*Consignas de trabajo*:
a – Según el fragmento sobre El enigma de Dios, ¿de qué periódico fue director Pedro García Cuartango?
b – Transcriba sin cambios el tramo del fragmento sobre El enigma de Dios que va desde "18 de septiembre" hasta "y España mágica.".

*Texto fuente*:
18 de septiembre de 2025 - 12min.
Pedro García Cuartango (Miranda de Ebro, 1955). Periodista y escritor. Trabajó en Cinco días, El Sol y Diario 16. Fue director de El Mundo y actualmente es columnista de ABC. Autor de Elogio de la quietud, Anatomía de la traición, Iluminaciones y España mágica.
Avance
El enigma de Dios es un recorrido por la historia del pensamiento para hallar respuestas a dos preguntas fundamentales: ¿existe Dios? y, si es así, ¿cómo es que permite el sufrimiento? El ensayo ofrece una panoplia de argumentos de grandes filósofos (desde Platón y Aristóteles hasta Heidegger, pasando por Tomás de Aquino, Kant, Sartre o Kierkegaard); de científicos (Darwin, Stephen Hawking, etc.) y de escritores y artistas (Dostoievski, Thomas Mann, Paul Auster, Edvard Munch, Carl T. Dreyer, etc.). Pero El engima de Dios también es una autobiografía espiritual porque, como advierte el autor en la primera página, «escribir de Dios es mirarse al espejo». La indagación de los grandes pensadores se entrecruza con las reflexiones y el itinerario vital de quien ha llegado «como un barco a puerto después de la tormenta, a un agnosticismo poco militante».
El autor es muy honesto con los lectores: «Este libro no pretende responder a ninguna pregunta ni transmitir ninguna certeza. Simplemente deseo plasmar en sus páginas mi perplejidad».

[Un bloque de datos]

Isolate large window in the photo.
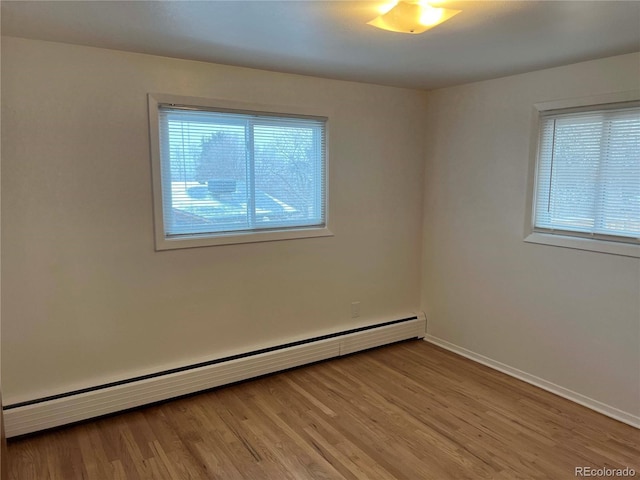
[532,95,640,256]
[150,96,327,249]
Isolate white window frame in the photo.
[524,90,640,258]
[148,93,333,250]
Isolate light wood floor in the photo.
[9,340,640,480]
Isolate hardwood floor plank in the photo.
[9,341,640,480]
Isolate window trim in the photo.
[524,89,640,258]
[147,93,333,251]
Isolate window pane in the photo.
[535,103,640,242]
[159,106,324,238]
[254,124,321,226]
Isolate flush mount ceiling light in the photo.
[367,0,460,34]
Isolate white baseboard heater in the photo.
[3,313,427,437]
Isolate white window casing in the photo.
[149,94,331,250]
[525,91,640,257]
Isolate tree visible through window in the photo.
[158,105,325,242]
[534,104,640,243]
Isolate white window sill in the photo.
[524,232,640,258]
[156,227,333,250]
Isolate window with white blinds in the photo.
[534,103,640,243]
[149,96,326,248]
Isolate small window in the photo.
[532,96,640,255]
[150,96,328,249]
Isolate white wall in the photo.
[422,54,640,417]
[2,38,425,404]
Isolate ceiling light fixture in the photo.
[367,0,460,34]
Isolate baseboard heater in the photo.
[3,313,426,437]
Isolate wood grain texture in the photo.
[9,341,640,480]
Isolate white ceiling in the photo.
[1,0,640,89]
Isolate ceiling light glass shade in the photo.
[367,0,460,34]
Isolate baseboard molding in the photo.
[4,313,426,437]
[424,335,640,429]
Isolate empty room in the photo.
[0,0,640,480]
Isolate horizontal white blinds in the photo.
[158,105,326,238]
[534,106,640,243]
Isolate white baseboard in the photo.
[424,335,640,429]
[4,313,426,437]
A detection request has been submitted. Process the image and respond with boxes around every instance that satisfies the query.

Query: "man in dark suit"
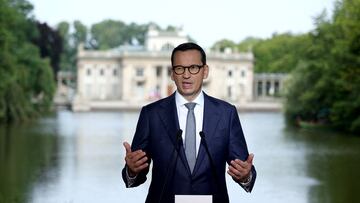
[122,43,256,203]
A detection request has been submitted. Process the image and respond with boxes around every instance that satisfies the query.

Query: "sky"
[29,0,335,47]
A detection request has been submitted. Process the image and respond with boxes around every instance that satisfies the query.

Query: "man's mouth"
[182,82,192,89]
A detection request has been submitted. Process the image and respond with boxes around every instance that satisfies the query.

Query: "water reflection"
[288,127,360,203]
[0,111,360,203]
[0,120,57,202]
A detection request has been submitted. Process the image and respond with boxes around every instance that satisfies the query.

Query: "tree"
[90,20,127,50]
[286,0,360,134]
[211,39,236,52]
[0,0,54,123]
[33,22,63,75]
[253,33,310,73]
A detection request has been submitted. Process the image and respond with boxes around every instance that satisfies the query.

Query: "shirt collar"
[175,91,204,106]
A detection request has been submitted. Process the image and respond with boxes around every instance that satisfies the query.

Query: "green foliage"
[237,37,262,52]
[90,20,150,50]
[286,0,360,134]
[0,0,54,123]
[211,39,236,52]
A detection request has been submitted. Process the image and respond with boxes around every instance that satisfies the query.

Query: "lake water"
[0,110,360,203]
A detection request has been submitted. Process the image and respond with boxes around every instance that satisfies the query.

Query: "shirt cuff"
[125,166,137,187]
[239,171,252,192]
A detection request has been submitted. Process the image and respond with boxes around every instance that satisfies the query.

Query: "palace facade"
[72,28,282,111]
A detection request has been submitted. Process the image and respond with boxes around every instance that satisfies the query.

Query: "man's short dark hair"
[171,42,206,65]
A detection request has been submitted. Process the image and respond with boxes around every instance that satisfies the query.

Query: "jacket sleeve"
[122,107,151,187]
[227,106,257,192]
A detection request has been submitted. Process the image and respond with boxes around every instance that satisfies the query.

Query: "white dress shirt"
[175,91,204,156]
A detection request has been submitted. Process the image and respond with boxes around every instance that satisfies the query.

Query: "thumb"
[123,142,131,154]
[246,153,254,165]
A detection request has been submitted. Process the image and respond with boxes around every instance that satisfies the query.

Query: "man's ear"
[203,65,209,79]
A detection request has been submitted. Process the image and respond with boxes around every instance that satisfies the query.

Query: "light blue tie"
[185,102,196,172]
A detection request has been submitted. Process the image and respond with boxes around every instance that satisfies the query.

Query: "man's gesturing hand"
[227,154,254,182]
[124,142,149,177]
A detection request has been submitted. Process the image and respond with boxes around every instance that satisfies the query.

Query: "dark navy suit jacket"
[122,93,256,203]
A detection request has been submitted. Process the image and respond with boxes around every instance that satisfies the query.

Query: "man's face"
[171,50,209,101]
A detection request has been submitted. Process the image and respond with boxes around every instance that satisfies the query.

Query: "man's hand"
[123,142,149,177]
[227,154,254,182]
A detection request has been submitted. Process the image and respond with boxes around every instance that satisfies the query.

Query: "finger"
[231,159,249,169]
[246,153,254,165]
[123,142,131,154]
[126,149,144,159]
[130,150,146,162]
[229,166,246,176]
[134,162,149,173]
[135,156,148,167]
[227,171,240,180]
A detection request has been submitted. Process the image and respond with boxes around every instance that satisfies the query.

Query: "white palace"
[72,28,282,111]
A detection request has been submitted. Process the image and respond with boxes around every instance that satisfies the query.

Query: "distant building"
[72,27,254,111]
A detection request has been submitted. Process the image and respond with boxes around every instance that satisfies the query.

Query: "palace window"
[241,70,246,78]
[136,68,144,77]
[156,66,162,78]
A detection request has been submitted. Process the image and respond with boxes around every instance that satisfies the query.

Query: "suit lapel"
[193,93,220,176]
[159,93,191,174]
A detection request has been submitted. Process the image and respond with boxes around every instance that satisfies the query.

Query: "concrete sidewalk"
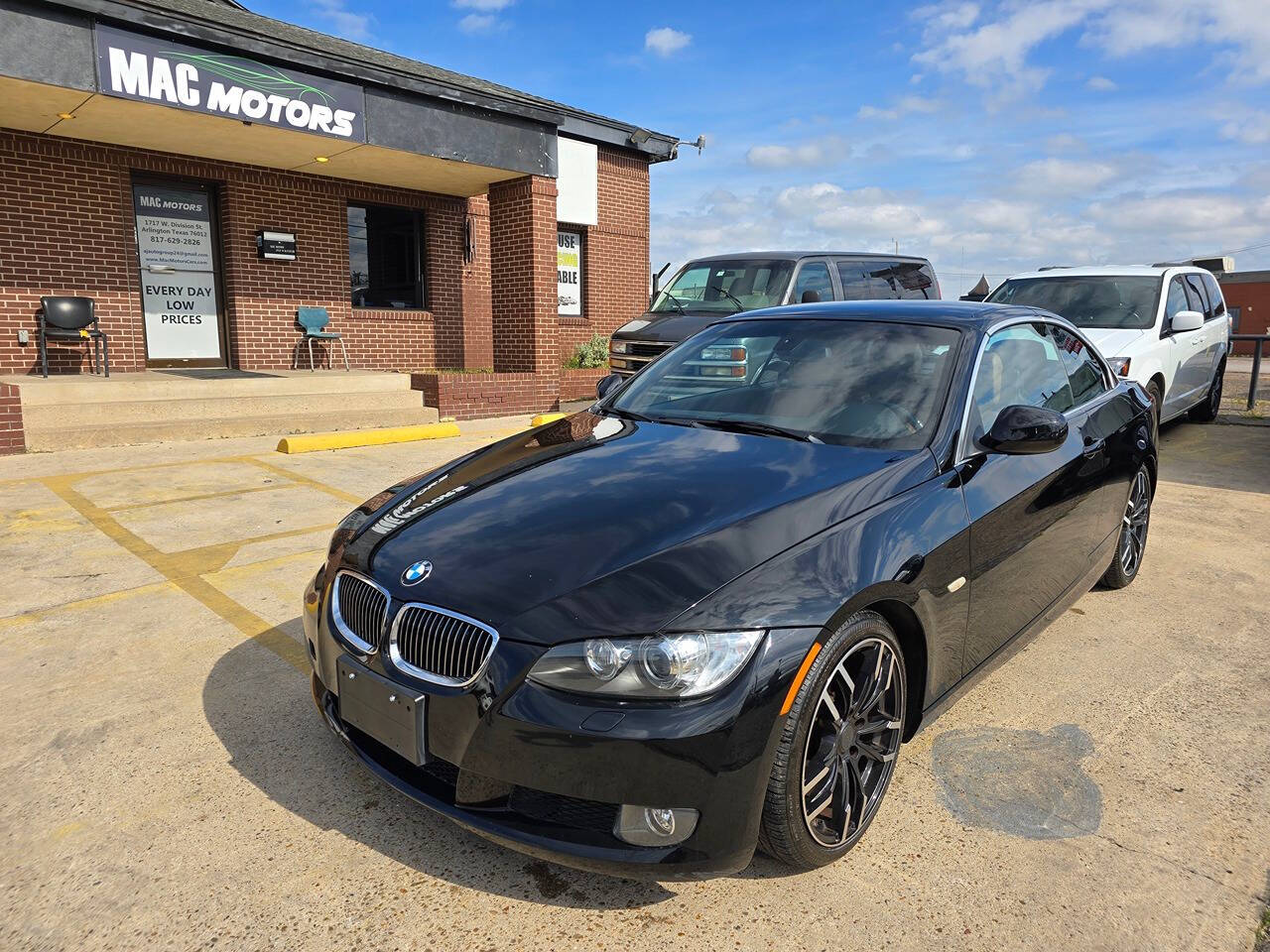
[0,417,1270,952]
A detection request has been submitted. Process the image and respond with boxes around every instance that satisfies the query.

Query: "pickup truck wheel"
[1147,381,1165,443]
[1190,358,1225,422]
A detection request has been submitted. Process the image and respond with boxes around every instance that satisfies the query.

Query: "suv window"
[1049,323,1107,407]
[837,258,939,300]
[1163,277,1190,334]
[790,262,833,304]
[970,321,1076,440]
[1201,274,1225,317]
[1187,274,1212,320]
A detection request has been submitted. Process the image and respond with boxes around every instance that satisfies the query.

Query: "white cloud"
[1017,158,1120,194]
[644,27,693,58]
[745,136,851,169]
[1221,112,1270,146]
[310,0,375,41]
[458,13,499,33]
[856,96,940,119]
[912,0,1270,101]
[450,0,516,33]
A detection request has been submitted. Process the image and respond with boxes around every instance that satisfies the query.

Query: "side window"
[838,260,899,300]
[970,322,1076,439]
[1049,323,1107,407]
[791,262,833,304]
[1203,274,1225,317]
[1187,274,1212,320]
[1163,278,1190,334]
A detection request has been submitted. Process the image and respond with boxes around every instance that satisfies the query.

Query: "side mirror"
[1169,311,1204,334]
[595,373,626,400]
[979,404,1067,456]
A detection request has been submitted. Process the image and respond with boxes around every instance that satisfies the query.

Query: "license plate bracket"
[335,654,428,767]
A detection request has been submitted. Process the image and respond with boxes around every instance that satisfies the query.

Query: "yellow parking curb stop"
[278,422,458,453]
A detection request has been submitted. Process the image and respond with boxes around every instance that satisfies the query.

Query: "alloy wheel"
[802,639,904,849]
[1120,470,1151,577]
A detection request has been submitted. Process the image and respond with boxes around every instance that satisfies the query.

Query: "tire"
[1190,357,1225,422]
[1147,381,1165,444]
[1101,466,1151,589]
[758,612,908,870]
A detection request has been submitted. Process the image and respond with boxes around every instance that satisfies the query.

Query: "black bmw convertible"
[304,300,1156,879]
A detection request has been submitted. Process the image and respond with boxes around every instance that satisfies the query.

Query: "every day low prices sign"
[132,184,221,361]
[96,26,366,142]
[557,231,581,314]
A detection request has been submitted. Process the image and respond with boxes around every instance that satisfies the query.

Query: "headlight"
[528,631,763,698]
[1107,357,1129,377]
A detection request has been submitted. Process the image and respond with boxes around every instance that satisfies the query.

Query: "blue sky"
[248,0,1270,296]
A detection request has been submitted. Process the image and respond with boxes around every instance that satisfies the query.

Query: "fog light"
[613,803,698,847]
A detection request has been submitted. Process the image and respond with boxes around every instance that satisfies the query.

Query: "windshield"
[988,274,1160,327]
[604,317,958,449]
[650,258,794,313]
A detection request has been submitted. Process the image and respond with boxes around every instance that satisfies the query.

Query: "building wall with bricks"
[0,130,649,403]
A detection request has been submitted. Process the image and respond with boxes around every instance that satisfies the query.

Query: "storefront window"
[348,204,425,309]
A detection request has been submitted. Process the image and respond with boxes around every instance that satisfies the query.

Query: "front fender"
[666,472,970,706]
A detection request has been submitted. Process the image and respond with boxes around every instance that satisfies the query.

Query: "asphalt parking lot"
[0,420,1270,949]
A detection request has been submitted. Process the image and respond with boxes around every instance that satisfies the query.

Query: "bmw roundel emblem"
[401,559,432,585]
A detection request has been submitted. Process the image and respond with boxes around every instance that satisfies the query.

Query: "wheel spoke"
[856,740,895,765]
[856,717,899,734]
[803,763,833,797]
[831,770,851,843]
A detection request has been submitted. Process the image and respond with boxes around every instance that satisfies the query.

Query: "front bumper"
[304,565,817,880]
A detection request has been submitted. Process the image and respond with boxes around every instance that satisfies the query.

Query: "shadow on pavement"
[203,635,675,908]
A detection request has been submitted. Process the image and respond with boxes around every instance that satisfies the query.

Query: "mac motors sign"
[96,26,366,142]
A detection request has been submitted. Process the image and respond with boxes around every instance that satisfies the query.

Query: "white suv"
[988,266,1230,436]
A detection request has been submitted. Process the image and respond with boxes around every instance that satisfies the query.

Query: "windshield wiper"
[599,407,653,422]
[718,289,745,313]
[666,291,687,313]
[658,417,825,443]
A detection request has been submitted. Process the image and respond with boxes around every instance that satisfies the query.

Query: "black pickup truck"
[608,251,940,377]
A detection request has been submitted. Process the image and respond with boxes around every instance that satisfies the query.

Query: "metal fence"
[1230,334,1270,410]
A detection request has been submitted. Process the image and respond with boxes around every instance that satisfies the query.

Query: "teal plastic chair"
[296,307,349,373]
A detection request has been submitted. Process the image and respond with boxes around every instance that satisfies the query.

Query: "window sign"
[132,184,221,361]
[557,231,581,316]
[96,24,366,142]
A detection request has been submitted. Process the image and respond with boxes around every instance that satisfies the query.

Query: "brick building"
[0,0,677,422]
[1216,272,1270,357]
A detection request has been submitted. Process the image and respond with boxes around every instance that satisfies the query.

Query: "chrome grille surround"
[389,602,498,688]
[330,568,389,654]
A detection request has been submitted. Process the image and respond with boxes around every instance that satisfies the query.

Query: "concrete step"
[22,390,423,431]
[3,371,410,408]
[27,405,437,452]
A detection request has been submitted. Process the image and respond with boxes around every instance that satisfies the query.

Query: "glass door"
[132,181,225,367]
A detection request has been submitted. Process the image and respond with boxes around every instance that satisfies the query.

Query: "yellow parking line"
[104,480,296,513]
[0,579,173,630]
[41,476,313,672]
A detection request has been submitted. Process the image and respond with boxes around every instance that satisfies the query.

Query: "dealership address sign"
[96,26,366,142]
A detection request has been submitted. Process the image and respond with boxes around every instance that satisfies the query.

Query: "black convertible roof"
[722,300,1046,330]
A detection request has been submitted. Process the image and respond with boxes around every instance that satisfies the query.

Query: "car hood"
[335,413,935,644]
[613,309,727,344]
[1082,327,1147,358]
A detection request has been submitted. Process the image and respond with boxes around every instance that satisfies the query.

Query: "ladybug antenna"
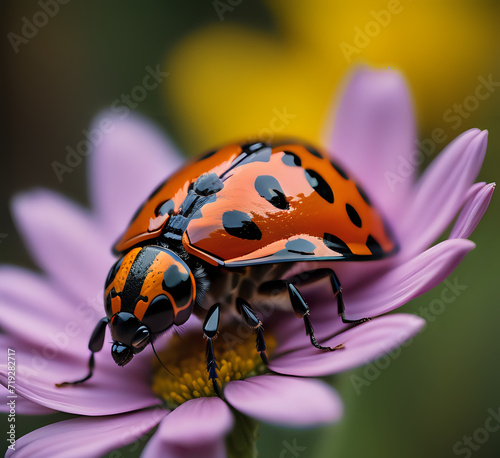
[151,342,177,377]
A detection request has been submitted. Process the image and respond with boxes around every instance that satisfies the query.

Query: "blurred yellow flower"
[165,0,500,153]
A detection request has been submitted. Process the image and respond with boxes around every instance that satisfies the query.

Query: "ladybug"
[59,142,397,389]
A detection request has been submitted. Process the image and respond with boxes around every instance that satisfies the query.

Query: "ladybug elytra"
[59,142,397,390]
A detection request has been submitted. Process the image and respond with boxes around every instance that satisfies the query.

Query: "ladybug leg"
[236,297,269,365]
[203,304,220,396]
[285,281,344,351]
[289,268,370,324]
[56,317,109,388]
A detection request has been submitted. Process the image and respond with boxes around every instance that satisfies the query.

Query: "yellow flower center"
[153,328,276,408]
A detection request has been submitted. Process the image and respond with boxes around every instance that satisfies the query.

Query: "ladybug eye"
[132,326,151,350]
[155,199,175,216]
[142,294,175,332]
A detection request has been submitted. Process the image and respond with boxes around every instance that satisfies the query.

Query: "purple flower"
[0,70,493,457]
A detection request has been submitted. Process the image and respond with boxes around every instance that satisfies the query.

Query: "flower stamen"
[152,327,276,408]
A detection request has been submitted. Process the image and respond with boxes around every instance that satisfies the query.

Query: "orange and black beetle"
[58,143,396,386]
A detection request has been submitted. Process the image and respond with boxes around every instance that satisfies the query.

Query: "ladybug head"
[104,246,196,366]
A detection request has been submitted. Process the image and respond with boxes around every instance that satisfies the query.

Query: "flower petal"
[327,68,415,238]
[5,408,167,458]
[0,335,160,416]
[400,129,488,257]
[338,239,475,320]
[90,112,183,240]
[269,314,425,377]
[143,397,234,458]
[224,375,343,427]
[450,183,496,239]
[12,190,113,299]
[0,386,56,415]
[0,266,93,352]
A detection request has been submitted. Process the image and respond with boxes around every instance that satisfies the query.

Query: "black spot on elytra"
[345,204,362,227]
[241,142,268,153]
[193,173,224,196]
[356,185,372,207]
[197,149,218,162]
[285,239,316,254]
[330,161,349,180]
[104,258,123,289]
[306,146,324,159]
[162,264,192,308]
[323,232,352,255]
[142,294,175,332]
[254,175,290,210]
[222,210,262,240]
[281,151,302,167]
[366,235,384,256]
[304,169,334,204]
[130,202,147,222]
[155,199,175,216]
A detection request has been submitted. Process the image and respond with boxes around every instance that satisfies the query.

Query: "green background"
[0,0,500,458]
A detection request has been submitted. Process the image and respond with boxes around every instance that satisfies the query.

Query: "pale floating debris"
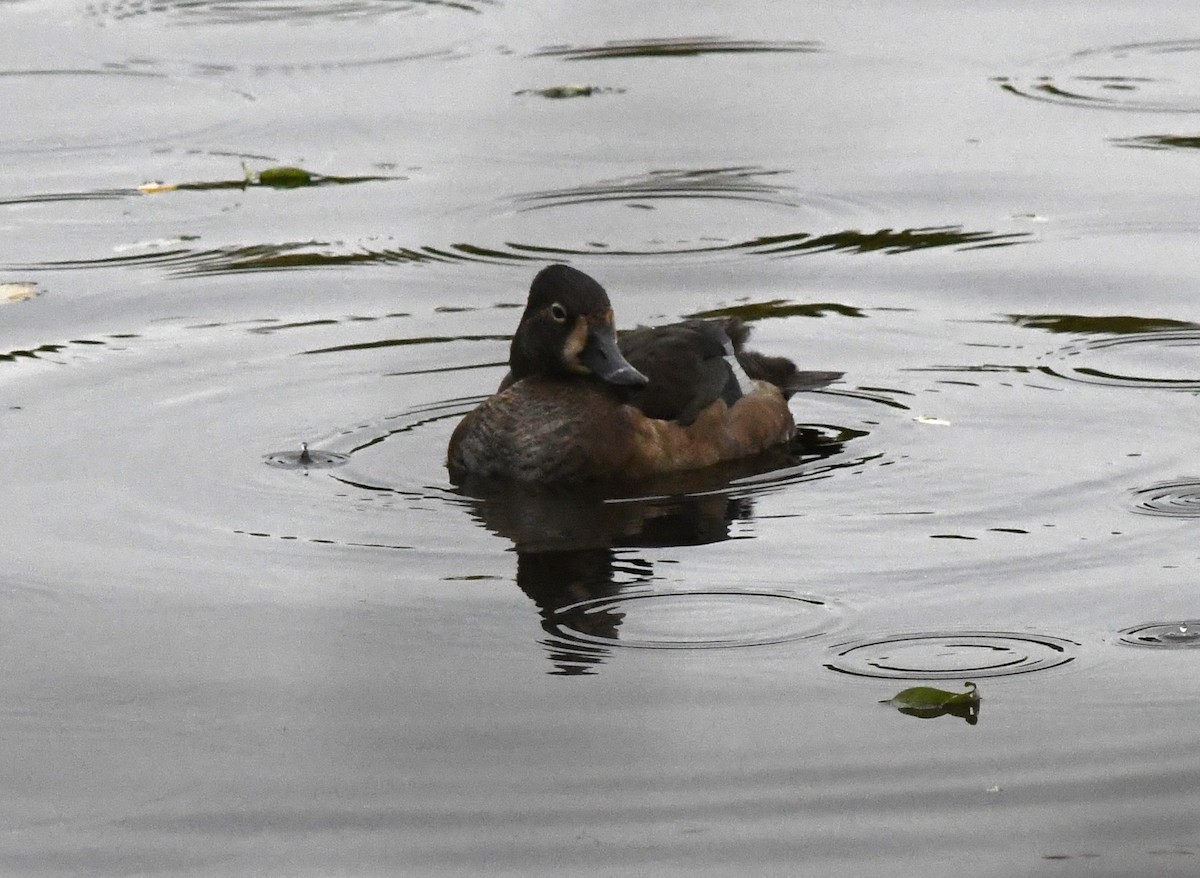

*Soluciones por tarea*:
a – De El Mundo.

b –
18 de septiembre de 2025 - 12min.
Pedro García Cuartango (Miranda de Ebro, 1955). Periodista y escritor. Trabajó en Cinco días, El Sol y Diario 16. Fue director de El Mundo y actualmente es columnista de ABC. Autor de Elogio de la quietud, Anatomía de la traición, Iluminaciones y España mágica.